Point labeling examples
------------------------------------------------------------------------
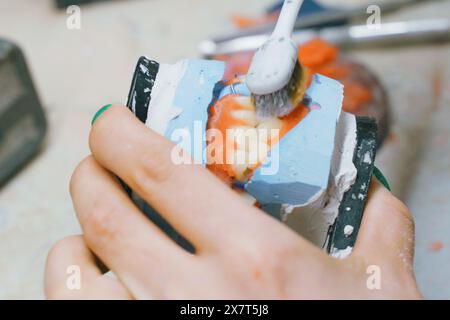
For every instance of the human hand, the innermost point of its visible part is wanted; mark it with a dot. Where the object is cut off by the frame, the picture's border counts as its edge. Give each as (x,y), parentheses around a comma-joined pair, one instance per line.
(241,252)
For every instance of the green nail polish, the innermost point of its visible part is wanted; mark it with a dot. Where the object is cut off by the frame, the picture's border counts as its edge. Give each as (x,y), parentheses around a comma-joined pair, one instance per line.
(379,175)
(100,112)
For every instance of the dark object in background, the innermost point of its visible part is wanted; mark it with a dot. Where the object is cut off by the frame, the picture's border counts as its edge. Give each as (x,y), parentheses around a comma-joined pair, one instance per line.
(22,120)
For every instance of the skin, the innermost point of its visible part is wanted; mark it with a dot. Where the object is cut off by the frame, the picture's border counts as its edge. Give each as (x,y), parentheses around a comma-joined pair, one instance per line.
(242,253)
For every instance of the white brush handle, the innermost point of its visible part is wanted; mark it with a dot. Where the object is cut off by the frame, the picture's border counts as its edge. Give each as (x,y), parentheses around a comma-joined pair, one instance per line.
(274,63)
(288,17)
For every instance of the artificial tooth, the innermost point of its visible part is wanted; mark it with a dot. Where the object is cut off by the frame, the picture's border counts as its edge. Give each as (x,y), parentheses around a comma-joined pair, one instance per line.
(249,116)
(245,138)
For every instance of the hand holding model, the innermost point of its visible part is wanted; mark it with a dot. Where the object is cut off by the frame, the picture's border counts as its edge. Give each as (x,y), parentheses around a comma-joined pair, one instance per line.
(241,252)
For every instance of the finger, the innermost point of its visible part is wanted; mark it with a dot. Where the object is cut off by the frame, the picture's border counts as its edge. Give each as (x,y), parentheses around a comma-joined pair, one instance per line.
(138,252)
(71,273)
(387,230)
(197,204)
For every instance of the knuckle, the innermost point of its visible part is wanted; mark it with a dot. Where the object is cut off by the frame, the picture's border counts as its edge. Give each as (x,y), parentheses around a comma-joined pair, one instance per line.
(156,167)
(81,172)
(101,224)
------------------------------------------------------------------------
▶ Task
Set down, word for word, only the lines running from the line with "For every instance of the hand" to the last line of the listing above. Both of those lines belong in your answer.

▶ Output
For every instance of the hand holding model, the innermost point of its visible part is wanted; mark it with a dot. Where the object is cut off by the frame, the picture's border counts as its edge. Give each as (x,y), parentheses around a comma-joined pair, one instance per line.
(241,252)
For every instance of the finger, the innermost point of its visible part is wanted; mark it with a dot. Where the object is cut off by the frame, the picture's border counts as its edge. Give each as (x,y), parentheses around a comma-joined pair, one instance per line.
(138,252)
(71,273)
(387,230)
(197,204)
For every instance of the knuckle, the innermost point of its visible part is wanted; mark it with a dot. Where the object is cut off by the frame, the picture's border counts as its edge. Give each as (x,y), parentheses around a comma-joined pair, one instance per line.
(156,167)
(81,172)
(101,224)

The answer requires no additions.